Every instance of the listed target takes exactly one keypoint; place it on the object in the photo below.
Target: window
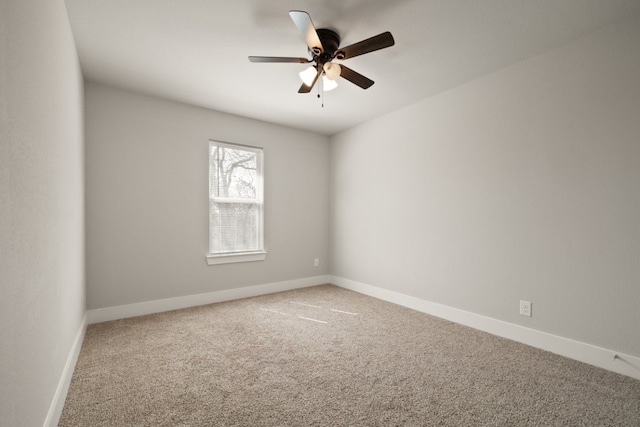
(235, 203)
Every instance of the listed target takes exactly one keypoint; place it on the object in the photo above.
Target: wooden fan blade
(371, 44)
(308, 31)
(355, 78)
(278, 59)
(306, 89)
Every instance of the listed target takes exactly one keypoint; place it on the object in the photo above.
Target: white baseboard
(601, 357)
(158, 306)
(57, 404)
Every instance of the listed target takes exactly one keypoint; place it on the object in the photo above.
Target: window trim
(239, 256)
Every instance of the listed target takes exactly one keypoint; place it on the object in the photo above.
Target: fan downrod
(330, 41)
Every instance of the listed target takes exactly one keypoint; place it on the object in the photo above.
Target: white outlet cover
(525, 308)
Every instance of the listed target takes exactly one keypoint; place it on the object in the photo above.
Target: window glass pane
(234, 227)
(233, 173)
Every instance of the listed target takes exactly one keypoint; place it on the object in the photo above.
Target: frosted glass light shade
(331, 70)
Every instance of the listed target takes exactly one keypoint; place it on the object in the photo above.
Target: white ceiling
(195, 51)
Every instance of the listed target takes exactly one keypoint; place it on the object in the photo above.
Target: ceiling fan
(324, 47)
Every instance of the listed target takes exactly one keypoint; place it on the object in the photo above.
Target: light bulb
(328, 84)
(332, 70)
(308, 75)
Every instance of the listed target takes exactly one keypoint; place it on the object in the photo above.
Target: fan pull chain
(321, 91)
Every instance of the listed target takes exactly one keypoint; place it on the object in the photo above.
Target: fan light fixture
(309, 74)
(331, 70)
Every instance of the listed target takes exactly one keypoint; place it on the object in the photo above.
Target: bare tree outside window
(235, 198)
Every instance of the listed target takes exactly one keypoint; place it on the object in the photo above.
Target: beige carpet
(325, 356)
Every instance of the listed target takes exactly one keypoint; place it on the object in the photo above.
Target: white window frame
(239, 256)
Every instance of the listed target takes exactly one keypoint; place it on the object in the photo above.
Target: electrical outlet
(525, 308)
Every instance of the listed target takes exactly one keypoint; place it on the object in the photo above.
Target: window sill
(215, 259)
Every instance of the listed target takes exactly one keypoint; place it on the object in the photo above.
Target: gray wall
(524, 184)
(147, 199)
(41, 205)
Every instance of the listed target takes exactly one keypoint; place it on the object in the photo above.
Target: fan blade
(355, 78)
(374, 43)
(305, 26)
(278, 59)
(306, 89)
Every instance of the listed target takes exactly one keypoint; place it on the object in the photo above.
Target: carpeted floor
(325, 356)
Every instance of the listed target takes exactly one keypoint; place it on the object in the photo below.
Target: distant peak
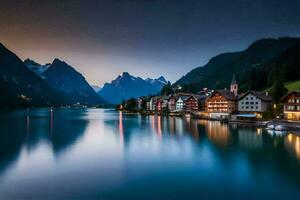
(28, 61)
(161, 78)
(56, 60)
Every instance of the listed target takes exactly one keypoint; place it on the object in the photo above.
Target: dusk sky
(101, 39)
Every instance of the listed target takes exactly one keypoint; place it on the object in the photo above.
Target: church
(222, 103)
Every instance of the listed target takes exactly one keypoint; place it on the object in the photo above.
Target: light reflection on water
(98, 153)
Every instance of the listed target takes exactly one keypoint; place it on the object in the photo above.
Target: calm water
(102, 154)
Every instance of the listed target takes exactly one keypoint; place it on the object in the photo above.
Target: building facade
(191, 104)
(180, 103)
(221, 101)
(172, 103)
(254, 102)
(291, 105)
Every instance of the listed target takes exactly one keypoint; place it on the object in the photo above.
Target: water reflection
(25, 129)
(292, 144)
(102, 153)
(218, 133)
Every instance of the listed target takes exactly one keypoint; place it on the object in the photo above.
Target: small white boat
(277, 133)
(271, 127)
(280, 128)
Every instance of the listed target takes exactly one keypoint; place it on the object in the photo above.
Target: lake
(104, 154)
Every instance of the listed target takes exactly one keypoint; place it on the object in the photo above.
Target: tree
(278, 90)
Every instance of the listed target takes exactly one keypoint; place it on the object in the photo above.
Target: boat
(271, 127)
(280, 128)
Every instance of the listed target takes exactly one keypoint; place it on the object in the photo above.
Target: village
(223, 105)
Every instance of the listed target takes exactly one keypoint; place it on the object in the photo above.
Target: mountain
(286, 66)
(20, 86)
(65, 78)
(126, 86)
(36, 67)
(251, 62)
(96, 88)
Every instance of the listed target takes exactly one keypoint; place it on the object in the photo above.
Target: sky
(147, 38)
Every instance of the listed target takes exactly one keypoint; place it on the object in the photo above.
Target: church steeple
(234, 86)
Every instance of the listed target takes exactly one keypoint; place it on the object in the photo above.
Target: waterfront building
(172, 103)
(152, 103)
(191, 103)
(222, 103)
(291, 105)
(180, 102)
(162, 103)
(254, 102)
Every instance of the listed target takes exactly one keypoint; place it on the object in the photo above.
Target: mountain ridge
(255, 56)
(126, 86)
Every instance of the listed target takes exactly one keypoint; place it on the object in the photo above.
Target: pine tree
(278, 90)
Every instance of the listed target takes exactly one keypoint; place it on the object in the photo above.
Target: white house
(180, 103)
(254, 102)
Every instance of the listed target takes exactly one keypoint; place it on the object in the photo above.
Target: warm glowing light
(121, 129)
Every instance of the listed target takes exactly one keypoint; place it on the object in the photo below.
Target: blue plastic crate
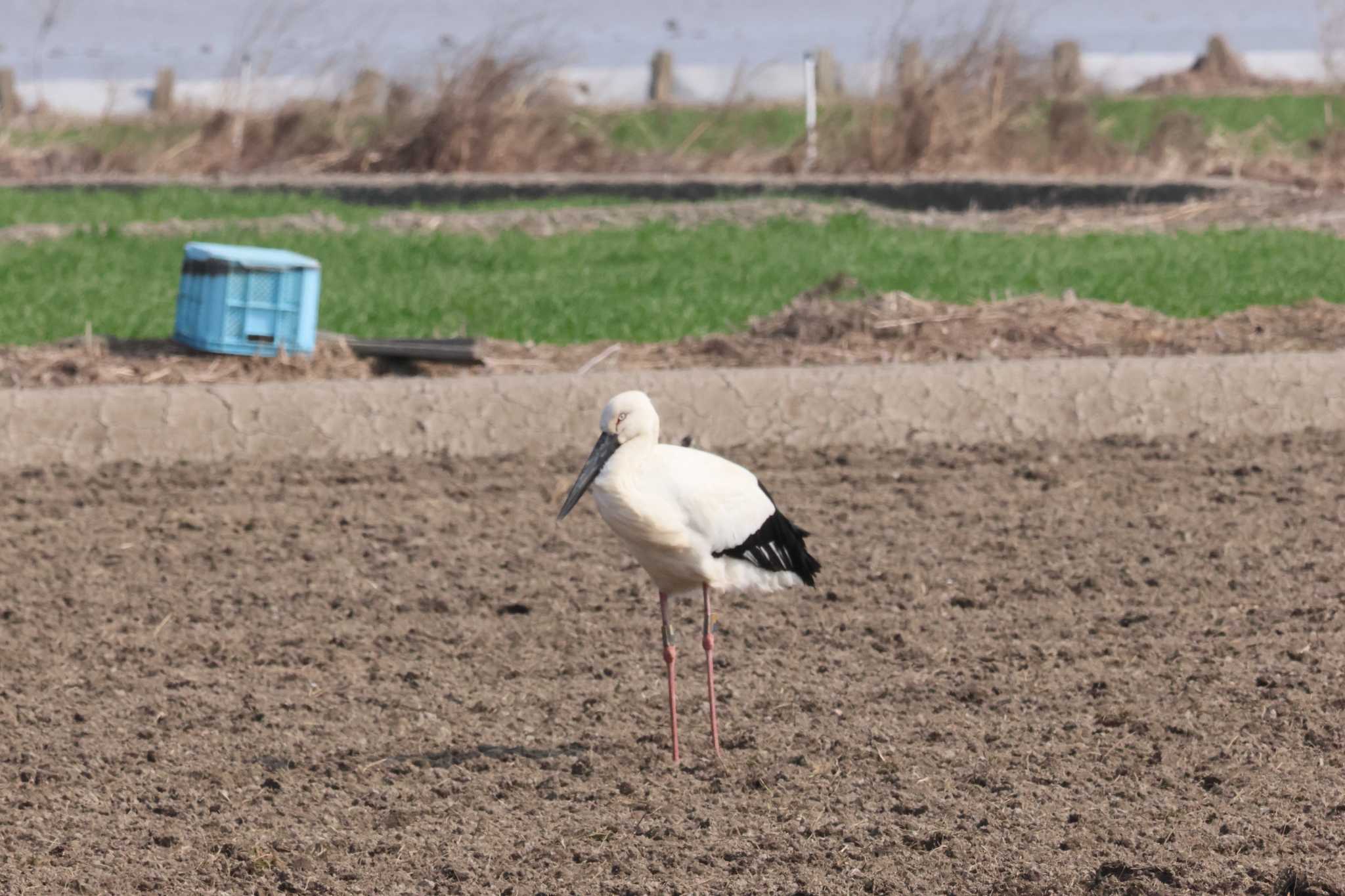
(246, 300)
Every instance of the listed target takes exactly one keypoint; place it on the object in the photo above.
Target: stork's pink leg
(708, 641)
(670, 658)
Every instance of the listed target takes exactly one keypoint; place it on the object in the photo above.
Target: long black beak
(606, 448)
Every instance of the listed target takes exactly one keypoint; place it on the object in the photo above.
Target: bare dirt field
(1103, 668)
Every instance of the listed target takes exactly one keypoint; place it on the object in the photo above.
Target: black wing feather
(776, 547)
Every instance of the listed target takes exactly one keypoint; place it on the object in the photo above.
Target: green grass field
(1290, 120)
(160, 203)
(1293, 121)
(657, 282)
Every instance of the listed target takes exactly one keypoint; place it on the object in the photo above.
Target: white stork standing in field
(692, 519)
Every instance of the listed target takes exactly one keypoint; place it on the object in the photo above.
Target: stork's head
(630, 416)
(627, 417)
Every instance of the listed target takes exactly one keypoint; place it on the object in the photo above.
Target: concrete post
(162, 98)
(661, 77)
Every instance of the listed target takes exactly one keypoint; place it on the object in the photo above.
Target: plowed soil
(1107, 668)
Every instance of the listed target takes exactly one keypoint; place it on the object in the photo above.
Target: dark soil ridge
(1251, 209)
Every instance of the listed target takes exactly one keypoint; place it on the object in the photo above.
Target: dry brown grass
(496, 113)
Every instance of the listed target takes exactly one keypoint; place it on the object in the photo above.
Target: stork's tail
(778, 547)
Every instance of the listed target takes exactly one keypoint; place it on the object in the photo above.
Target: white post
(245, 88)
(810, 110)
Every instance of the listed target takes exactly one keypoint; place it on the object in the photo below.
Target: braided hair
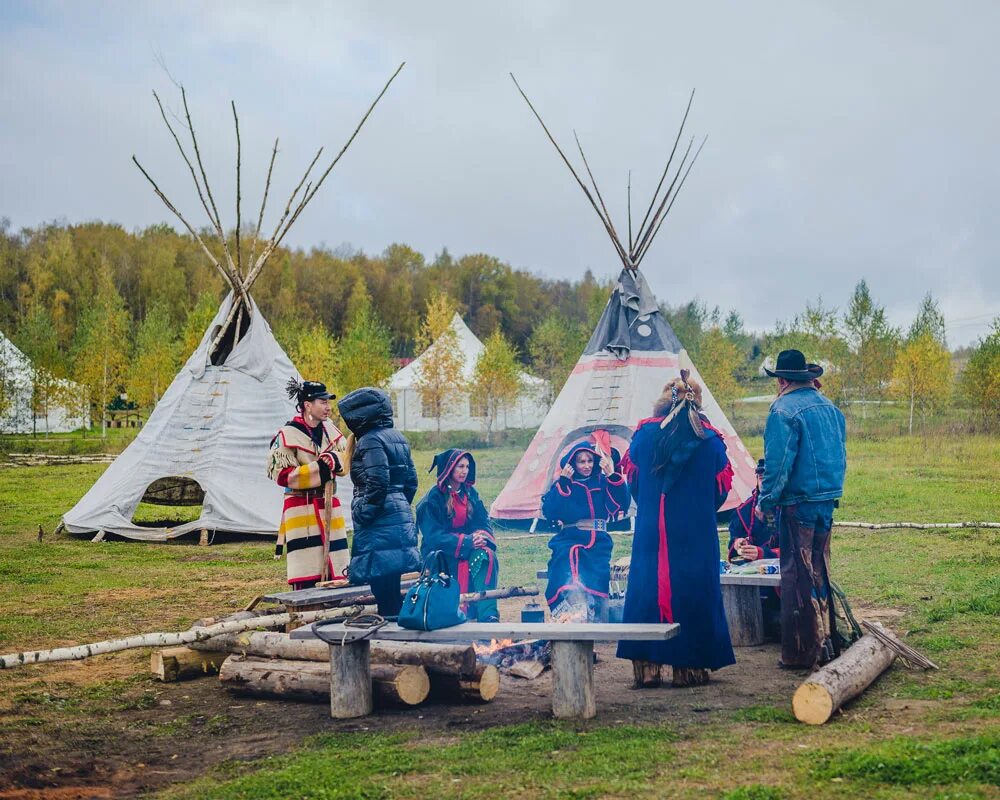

> [Work required]:
Please print exactly the lines running from the line with "Target: stork's tail" through the final line of the material, and nothing more. Keep pictures out.

> [Reply to the task]:
Target: stork's tail
(778, 547)
Every instance of the listed target takes exactly one keypoint; place it on the object in the photo above.
Target: white post
(245, 88)
(810, 110)
Every instance of the listed target takes exactly one keypoint; place it on the object in the photo below.
Target: braided hair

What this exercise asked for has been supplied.